### Entries from a dataset
»»

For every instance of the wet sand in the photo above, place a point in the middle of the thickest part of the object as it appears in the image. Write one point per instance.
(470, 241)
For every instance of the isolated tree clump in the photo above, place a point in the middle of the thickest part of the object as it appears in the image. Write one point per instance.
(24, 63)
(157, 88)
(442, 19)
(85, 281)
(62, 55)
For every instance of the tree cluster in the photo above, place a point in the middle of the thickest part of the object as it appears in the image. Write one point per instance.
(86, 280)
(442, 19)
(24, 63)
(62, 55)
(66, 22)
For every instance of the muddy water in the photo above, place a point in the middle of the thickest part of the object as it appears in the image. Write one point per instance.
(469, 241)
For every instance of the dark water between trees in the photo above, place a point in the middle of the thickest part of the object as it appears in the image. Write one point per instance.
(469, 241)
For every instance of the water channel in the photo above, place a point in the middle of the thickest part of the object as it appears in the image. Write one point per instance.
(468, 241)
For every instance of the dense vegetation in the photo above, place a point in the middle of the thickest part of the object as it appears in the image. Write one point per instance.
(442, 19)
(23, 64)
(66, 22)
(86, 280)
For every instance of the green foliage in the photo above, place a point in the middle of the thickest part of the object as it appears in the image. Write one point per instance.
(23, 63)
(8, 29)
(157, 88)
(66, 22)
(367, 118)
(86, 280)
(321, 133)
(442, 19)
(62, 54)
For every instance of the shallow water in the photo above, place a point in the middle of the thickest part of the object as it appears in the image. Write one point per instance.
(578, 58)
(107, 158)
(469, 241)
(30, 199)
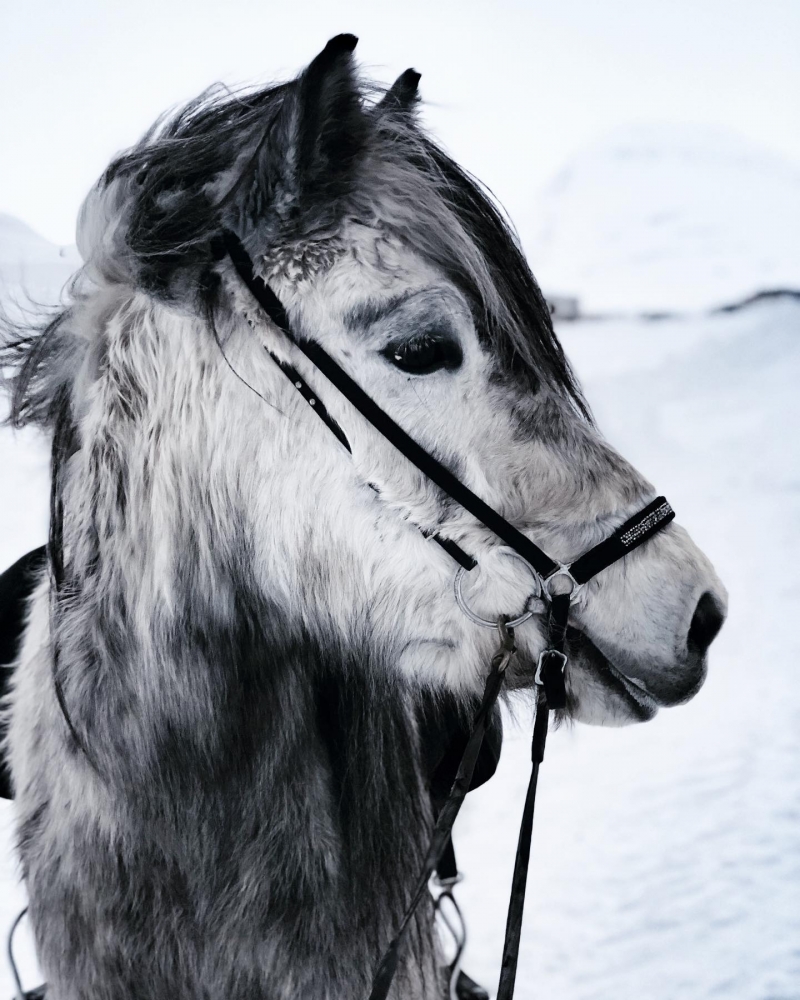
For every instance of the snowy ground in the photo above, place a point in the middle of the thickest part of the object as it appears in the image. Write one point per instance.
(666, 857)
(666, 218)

««

Reproduce verbatim every line starting at the line that holds "For every instance of the tree" and ending with the final line of the data; omit the pictures.

### Solution
For every instance of the tree cluster in the photo above, place a point in the middle of the thickest part of the object as it appears in the image. Write one point per instance.
(86, 280)
(442, 19)
(24, 63)
(62, 55)
(66, 22)
For every instance of the muddy water in the photo above, place a point in the middle of the thickest part of the object as it appears in the image. Write one point per instance.
(469, 241)
For every instance of the dark water between trees in the photo above, place a point in the middle of the thickest part of the object as it appears in the image. Write one point per instance.
(469, 241)
For every instance of the water channel in the photo above, place a point in the middle of the thickest part of the object as it appears in the image. Write one point per instance.
(468, 241)
For every instance of the dense vegetation in the photo above, place a point in the middle of the thickest part of the object as it appears in the image. Write one point per instance.
(442, 19)
(23, 64)
(66, 22)
(86, 280)
For every instance of the green foliage in the photo above, place a point in the middle of the thickest part of the object as it appears in the image. Write one point per instance.
(23, 63)
(8, 29)
(157, 88)
(66, 22)
(367, 118)
(86, 280)
(321, 133)
(442, 19)
(62, 54)
For every instance of the shallow water in the photo above, place a point in the middle of the thickest part of the object as it appears in the image. Write one point per instance.
(578, 58)
(107, 158)
(469, 241)
(30, 199)
For every instance of the snowy ground in the photo above, place a point in the middle of the thickest part of the object as it appears in the image. Write one point per instance.
(666, 857)
(666, 218)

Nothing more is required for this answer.